• [Text block]
## BEGIN
Author: Aqeel Hussein in Mosul and Colin Freeman
Publication: Sunday Telegraph
Date: December 24, 2006
URL: http://www.telegraph.co.uk/news/main.jhtml?xml=/news/2006/12/24/wchrist24.xml
The snow has already settled on the mountains
further north, but the Christians of the Iraqi city of Mosul are scared to
put festive decorations outside their homes this year. Their ancestors settled
here in the 1st century AD, yet as teacher Jamal Fadi has discovered, some
of their Muslim neighbours want this Christmas to be their last.
"A letter was delivered to my door with
two bullets placed on top of it," said Mr Fadi, 32, standing watchfully
in the neat garden of his two-storey villa. "It said: 'Leave, crusaders,
or we will cut your heads off.' They want us to go from Mosul completely."
## END
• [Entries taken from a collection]
## BEGIN
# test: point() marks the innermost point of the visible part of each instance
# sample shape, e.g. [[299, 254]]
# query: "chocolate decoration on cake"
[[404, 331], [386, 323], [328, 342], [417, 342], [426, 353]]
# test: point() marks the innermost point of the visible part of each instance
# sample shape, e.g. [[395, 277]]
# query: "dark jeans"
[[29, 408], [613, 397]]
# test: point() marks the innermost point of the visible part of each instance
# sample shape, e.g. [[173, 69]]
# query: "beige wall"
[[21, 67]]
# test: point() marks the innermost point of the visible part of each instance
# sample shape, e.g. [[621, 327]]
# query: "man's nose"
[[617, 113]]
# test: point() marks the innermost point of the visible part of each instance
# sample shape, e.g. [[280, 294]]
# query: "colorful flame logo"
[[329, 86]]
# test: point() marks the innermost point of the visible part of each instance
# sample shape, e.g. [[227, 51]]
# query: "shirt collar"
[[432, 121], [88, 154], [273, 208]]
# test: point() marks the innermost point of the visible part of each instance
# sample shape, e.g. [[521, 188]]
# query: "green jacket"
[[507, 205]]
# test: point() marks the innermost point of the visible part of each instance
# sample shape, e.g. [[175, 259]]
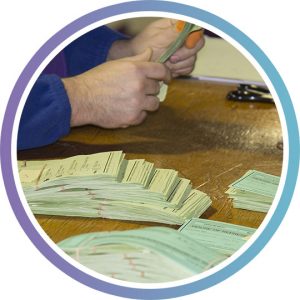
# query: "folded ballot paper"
[[254, 191], [186, 30], [148, 255], [109, 186], [221, 237]]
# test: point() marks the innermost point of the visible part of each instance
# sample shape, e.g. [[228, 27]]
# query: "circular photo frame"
[[292, 138]]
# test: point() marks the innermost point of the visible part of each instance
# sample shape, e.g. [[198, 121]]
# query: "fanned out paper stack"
[[109, 186], [149, 255], [254, 191], [222, 237]]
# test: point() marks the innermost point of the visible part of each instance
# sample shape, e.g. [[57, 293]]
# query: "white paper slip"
[[219, 61], [222, 237], [255, 191], [154, 254]]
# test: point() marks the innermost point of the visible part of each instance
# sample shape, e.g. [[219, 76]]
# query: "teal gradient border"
[[292, 166]]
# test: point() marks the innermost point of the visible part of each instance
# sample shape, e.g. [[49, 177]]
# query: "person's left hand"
[[159, 35]]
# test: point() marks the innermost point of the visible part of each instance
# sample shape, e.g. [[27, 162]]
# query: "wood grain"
[[208, 139]]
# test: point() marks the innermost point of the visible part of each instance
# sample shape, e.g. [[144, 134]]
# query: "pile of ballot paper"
[[157, 254], [109, 186], [254, 191], [222, 237]]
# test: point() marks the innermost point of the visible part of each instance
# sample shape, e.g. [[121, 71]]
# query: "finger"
[[189, 62], [140, 118], [185, 71], [144, 56], [151, 103], [152, 87], [183, 52], [156, 71]]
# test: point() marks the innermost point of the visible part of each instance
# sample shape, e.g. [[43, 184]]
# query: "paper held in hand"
[[187, 29]]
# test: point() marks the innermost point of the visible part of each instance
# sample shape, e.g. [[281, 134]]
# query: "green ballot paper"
[[222, 237], [254, 191], [187, 29], [149, 255], [109, 186]]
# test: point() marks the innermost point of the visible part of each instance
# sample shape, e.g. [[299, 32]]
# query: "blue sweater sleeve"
[[47, 113], [90, 50]]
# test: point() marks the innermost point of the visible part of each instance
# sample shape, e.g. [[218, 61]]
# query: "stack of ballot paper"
[[254, 191], [186, 30], [149, 255], [109, 186], [222, 237]]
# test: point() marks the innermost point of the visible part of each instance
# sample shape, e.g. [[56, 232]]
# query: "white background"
[[25, 26]]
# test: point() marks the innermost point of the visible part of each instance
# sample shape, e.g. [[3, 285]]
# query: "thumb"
[[144, 56]]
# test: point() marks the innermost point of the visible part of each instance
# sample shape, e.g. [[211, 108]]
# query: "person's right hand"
[[117, 93]]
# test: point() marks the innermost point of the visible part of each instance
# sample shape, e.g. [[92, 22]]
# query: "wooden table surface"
[[206, 138]]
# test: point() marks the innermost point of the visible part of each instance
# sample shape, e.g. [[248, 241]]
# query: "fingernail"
[[174, 59]]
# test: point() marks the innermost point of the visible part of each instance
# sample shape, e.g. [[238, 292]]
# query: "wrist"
[[79, 107], [120, 49]]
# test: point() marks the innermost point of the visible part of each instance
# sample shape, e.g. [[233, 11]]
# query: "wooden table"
[[196, 131]]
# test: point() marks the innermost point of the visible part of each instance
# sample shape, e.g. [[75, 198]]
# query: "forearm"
[[46, 114], [120, 49]]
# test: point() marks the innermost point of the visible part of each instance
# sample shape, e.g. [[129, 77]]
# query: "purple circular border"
[[42, 53]]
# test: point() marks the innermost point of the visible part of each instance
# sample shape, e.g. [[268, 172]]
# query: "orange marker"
[[193, 38]]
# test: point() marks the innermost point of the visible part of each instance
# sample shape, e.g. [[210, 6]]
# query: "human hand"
[[118, 93], [159, 35]]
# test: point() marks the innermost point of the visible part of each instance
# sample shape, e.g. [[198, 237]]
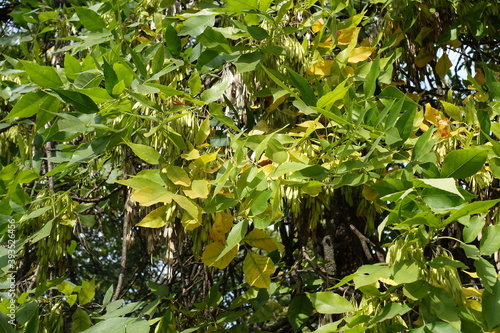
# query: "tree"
[[174, 166]]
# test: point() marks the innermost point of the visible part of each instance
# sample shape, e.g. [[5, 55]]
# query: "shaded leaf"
[[44, 76], [155, 219], [258, 270], [329, 303], [212, 255], [463, 163]]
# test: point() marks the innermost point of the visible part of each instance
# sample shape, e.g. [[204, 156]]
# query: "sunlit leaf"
[[199, 189], [222, 225], [360, 54], [443, 65], [178, 175], [463, 163], [148, 196], [258, 238], [211, 254], [44, 76], [155, 219], [258, 270], [329, 303]]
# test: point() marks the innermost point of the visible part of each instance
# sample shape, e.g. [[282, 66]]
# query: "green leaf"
[[234, 237], [326, 101], [87, 292], [490, 241], [260, 203], [257, 32], [42, 233], [148, 196], [82, 103], [299, 311], [389, 311], [26, 312], [259, 239], [422, 149], [195, 25], [214, 93], [110, 77], [491, 306], [258, 270], [405, 271], [146, 153], [195, 83], [329, 303], [80, 321], [44, 76], [487, 273], [178, 176], [115, 325], [34, 103], [155, 219], [90, 19], [174, 44], [491, 82], [472, 228], [72, 66], [370, 82], [445, 184], [213, 255], [477, 207], [404, 126], [219, 203], [88, 79], [214, 40], [442, 261], [249, 62], [306, 92], [463, 163], [240, 5]]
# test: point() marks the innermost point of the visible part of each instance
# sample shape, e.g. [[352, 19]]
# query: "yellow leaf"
[[423, 58], [148, 196], [471, 274], [443, 65], [479, 77], [259, 239], [199, 189], [360, 53], [388, 281], [317, 25], [313, 191], [192, 209], [203, 132], [192, 155], [345, 36], [258, 270], [430, 113], [155, 219], [260, 128], [443, 127], [178, 176], [348, 71], [323, 68], [369, 193], [424, 32], [313, 124], [475, 305], [211, 253], [472, 292], [190, 223], [328, 43], [222, 225]]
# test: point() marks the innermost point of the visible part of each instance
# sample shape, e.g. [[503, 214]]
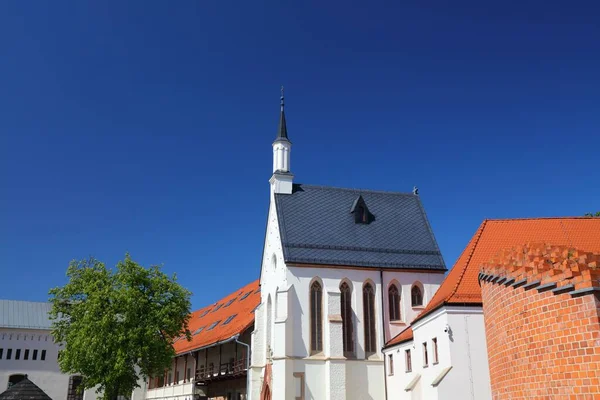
## END
• [Short task 1]
In the article about Christians in Mosul, what was placed on top of the letter delivered to Mr Fadi's door?
• [Short task 2]
Do these statements agree with the article about Christians in Mosul? Answer yes or no for each and quote the words that decide it. (a) Jamal Fadi is a teacher. (b) Mr Fadi lives in a single-storey house. (c) The ancestors of Mosul's Christians settled there in the 5th century AD.
• [Short task 3]
Write the next part of the article about Christians in Mosul, following on from its last sentence.

• [Written answer 1]
Two bullets.

• [Written answer 2]
(a) Yes: "as teacher Jamal Fadi has discovered"
(b) No: "his two-storey villa"
(c) No: "Their ancestors settled here in the 1st century AD"

• [Written answer 3]
After months as a nervous bystander to the
spiralling civil war between Sunni and Shia Muslims, Iraq's Christian minority
now faces the spectre of sectarian violence coming to their traditional home
city. They fear that al Qaeda-backed zealots within the Sunni community, which
forms the bulk of Mosul's one million population, want to end nearly 1,500
years of co-existence with an onslaught of ethnic cleansing.
Residents say that the campaign, which they
claim has intensified in recent weeks, is prompted by Sunni fears of a complete
Shia takeover of Baghdad in coming years. In response, Mosul would be turned
into a northern capital for a Sunni-dominated enclave, which would include
Saddam Hussein's home town of Tikrit and stretch south to the anti-American
towns of Fallujah and Ramadi.
The fact that no such blueprint has been endorsed
by the Iraqi government is of little comfort to Christians. The plan's architects,
they fear, are capable of enforcing it themselves through threats and indoctrination
alone. For proof, they say, look no further than playgrounds, where Christian
and Sunni Muslim children have played together for decades.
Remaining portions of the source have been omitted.